======== PAGE TEXT
# Memorial Weekend Dock Diving (Kelly/CavePaws...check this out)



## Northwoods10 (Nov 22, 2010)

Took the pups to our friends cabin for some unofficial dock diving & swimming. This was Remi's first time up on a dock and much to my surprise it took very little coaxing to get him jumping. He actually followed the girls in the first time and jumped in after them. :biggrin: 

I have a new dock diving fool on my hands!! Can't wait to see what this boy can do....I think he will be rivaling his sisters easily!!! eace:

So, here are some pictures of the chaos! 


Remz gets a pep talk from momma! 









He learned very quickly...and has awesome form!









Learning from big sister Nallah how its done









Miss Nallah peeking...









Remz..









LOVE this shot....he's such a natual! 









continued below...


----------



## Northwoods10 (Nov 22, 2010)

My gorgeous Brown









Morgan jumpin









Morgan trying Extreme Vertical


















Nallah jumpin









Remz flyin..


----------



## Northwoods10 (Nov 22, 2010)

Crazy boy..


















We put him in whoa (standing) at the end of the dock....he listens almost better than Nallah and for sure better than Morgan. He's chasing so well and has an insane amount of drive!


----------



## Northwoods10 (Nov 22, 2010)

Whoa Remi..













































I'll let you all know how he does at his first event in two weeks! :becky:


----------



## CavePaws (Jan 25, 2011)

Awesome pictures of the pups! Remi looks like he is going to be a jumping king. Can't wait to hear about his first event.


----------



## SerenityFL (Sep 28, 2010)

I LOVE these! Love them! LOVE them! 

How did you get started teaching them or does it come naturally?
================
GIVEN INSTRUCTION 1:
Do these statements agree with the dock diving thread? Answer yes or no for each, and quote the deciding words. (a) Remi needed a lot of coaxing before he would jump off the dock. (b) Remi's first event is two weeks away. (c) Remi listens better than Morgan.
GIVEN INSTRUCTION 2:
Reproduce word for word the part of the dock diving thread between "## CavePaws (Jan" and "it come naturally?", inclusive.
GIVEN INSTRUCTION 3:
Resume the dock diving thread after its last line and carry it further.
======== RECORDS
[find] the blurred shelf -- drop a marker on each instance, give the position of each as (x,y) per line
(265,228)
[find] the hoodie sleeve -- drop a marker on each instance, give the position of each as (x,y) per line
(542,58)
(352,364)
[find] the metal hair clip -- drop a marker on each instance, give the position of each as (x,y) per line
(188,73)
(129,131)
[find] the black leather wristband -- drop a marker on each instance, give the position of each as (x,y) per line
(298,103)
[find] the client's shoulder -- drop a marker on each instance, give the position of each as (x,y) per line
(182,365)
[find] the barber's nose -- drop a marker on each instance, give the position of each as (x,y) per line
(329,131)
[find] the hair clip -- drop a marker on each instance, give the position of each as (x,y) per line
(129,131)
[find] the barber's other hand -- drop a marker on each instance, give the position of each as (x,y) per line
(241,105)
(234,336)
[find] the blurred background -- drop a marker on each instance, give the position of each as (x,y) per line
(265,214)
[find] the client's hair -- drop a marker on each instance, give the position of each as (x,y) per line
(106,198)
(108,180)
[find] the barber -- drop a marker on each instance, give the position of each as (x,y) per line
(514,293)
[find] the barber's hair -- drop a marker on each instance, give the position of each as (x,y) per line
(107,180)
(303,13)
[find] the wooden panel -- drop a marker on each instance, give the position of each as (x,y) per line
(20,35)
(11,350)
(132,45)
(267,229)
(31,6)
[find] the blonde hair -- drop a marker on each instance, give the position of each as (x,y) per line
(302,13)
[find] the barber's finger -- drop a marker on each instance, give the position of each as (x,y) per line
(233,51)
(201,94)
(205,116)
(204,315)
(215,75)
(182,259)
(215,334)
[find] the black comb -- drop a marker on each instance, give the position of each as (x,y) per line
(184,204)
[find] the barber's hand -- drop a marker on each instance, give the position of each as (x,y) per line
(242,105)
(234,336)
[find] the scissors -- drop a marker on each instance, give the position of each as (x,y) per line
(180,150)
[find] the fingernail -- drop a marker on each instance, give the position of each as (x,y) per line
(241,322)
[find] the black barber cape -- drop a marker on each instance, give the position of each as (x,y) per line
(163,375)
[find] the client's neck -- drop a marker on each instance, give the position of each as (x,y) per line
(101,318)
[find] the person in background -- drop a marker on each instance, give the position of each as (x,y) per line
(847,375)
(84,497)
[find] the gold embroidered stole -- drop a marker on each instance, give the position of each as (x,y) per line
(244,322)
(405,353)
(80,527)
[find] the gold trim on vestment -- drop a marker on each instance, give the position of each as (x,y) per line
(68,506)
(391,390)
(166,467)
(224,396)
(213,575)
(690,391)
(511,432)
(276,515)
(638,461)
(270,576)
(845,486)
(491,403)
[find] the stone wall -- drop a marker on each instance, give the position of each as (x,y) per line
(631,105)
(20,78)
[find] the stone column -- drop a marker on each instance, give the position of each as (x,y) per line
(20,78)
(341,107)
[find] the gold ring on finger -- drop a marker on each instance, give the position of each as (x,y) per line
================
FINAL ANSWER 1:
(a) No: "it took very little coaxing to get him jumping"
(b) Yes: "how he does at his first event in two weeks"
(c) Yes: "for sure better than Morgan"

FINAL ANSWER 2:
## CavePaws (Jan 25, 2011)

Awesome pictures of the pups! Remi looks like he is going to be a jumping king. Can't wait to hear about his first event.


----------



## SerenityFL (Sep 28, 2010)

I LOVE these! Love them! LOVE them! 

How did you get started teaching them or does it come naturally?

FINAL ANSWER 3:
----------



## Northwoods10 (Nov 22, 2010)

SerenityFL said:


> I LOVE these! Love them! LOVE them!
> 
> How did you get started teaching them or does it come naturally?


Well it all starts with them loving the water + toy drive. All of my dogs love to swim, so then we just added in the toy and they turn into freaks on the dock. LOL A little obedience and perfecting my throwing has helped them achieve their personal bests. Remi will have his first official event (which will be into a pool) in two weeks. I"m really thinking he's going to pass the girls by the end of the summer who hold records of 22'2 (Nallah) and 19'4" (Morgan).

ETA: Most of it comes naturally to them....obviously the girls are retrievers so thats in their blood to retrieve out of the water, and Remi is just a freak about any toy and has so much drive that he shakes at the end of the dock in anticipation for me to call him down..


----------



## magicre (Apr 7, 2010)

i LOVE LOVE LOVE that shot of Remi......LOL

they all are gorgeous and most definitely dock divin' kids.....


----------



## CavePaws (Jan 25, 2011)

I really really love the shot of Remi at the bottom of your first post. It is such a cool pic. They all look so muscular and happy. I seriously can't wait to see how Remi progresses. He is such a muscle man!


----------



## Herzo (Feb 5, 2011)

Just love those pics. That's great he's doing so good. Good luck in 2 weeks.


----------



## luvMyBRT (Mar 8, 2010)

What a good time you all where having! I can tell the dogs love doing dock diving and that they are naturals. Keep the pics. coming!!


----------



## KlaMarie (Dec 30, 2010)

Cool pics!!! I love the Nallah peeking one :smile:


----------



## Scarlett_O' (May 19, 2011)

LOVVE your pictures!!!! They all look like they are having SOOOO much fun!!!!:biggrin1: :becky:


----------



## AdrianVall (Aug 26, 2010)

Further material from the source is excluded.